▶ _TEXT TO READ_

==============
The repository contains:
- An implementation of the workflow compiler for WP2.
- Implementations of the Swan operators defined within the workflows. These include:
- TF-IDF
- k-means
The compiler, implemented in Python, translates a high level workflow description in json to swan codes. For detailed instructions on how to compile workflows to executables see compiler/README. The main component files are:
- jsontocpp.py - The compiler module
- SwanMaterialised.json - The operators library (materialised operators).
- *.json - Sample workflow descriptions.
- README - Instructions on how to build, and execute workflows.
The TF-IDF algorithm determines the significance of words within a document or corpus. It is based on the frequency of a word within a document relative to the words occurence in other documents. Alternative implementations are provided based on choice of associative container. These include:
-
An implementation using an unordered map for the associative container is at tfidf/tfidf.cpp. To build and run:
- cd tfidf
- make tfidf_std
- make test
-
An Implementation using lists for the containers is at src/tfidf_list_list.
- cd src
- make tfidf_list_list
- make test_tfidf_list_list
K-Means algorithms partitions a dataset into related clusters based on creating vector representations for data points. An implementation accepting arff input format files is at kmeans/kmeans.arff.
-
To build and run:
- cd kmeans
- make kmeans_arff
- make test
-
To build and run tests for all the compiler and operators, from this directory (top level) do:
- make clean
- make -C compiler test
- make -C kmeans test
- make -C tfidf test
- make -C src test
Makefile targets contain operations which perform regression testing for operators. When a test is executed, a comparison is made between the output generated a 'good' version of the output currently stored.

▶ _DATASET_

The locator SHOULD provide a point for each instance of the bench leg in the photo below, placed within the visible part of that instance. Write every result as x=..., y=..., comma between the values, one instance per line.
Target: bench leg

--

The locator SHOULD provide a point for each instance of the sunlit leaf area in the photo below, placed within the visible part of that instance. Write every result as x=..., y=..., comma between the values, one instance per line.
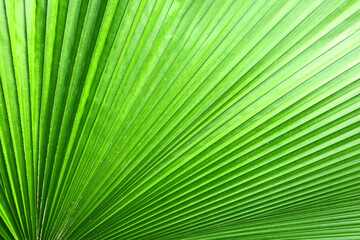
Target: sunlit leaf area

...

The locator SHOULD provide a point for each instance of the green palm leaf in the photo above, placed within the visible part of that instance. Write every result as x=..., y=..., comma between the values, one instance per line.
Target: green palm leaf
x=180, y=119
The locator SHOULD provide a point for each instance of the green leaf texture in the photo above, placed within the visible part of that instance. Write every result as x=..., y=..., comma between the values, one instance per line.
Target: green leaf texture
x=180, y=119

▶ _PROBLEM_
Please rewrite the passage of the README above that begins at "- README - Instructions" and stops after "is at src/tfidf_list_list.", putting "key-value container" wherever "associative container" occurs.

▶ _EXERCISE RESULT_
- README - Instructions on how to build, and execute workflows.
The TF-IDF algorithm determines the significance of words within a document or corpus. It is based on the frequency of a word within a document relative to the words occurence in other documents. Alternative implementations are provided based on choice of key-value container. These include:
-
An implementation using an unordered map for the key-value container is at tfidf/tfidf.cpp. To build and run:
- cd tfidf
- make tfidf_std
- make test
-
An Implementation using lists for the containers is at src/tfidf_list_list.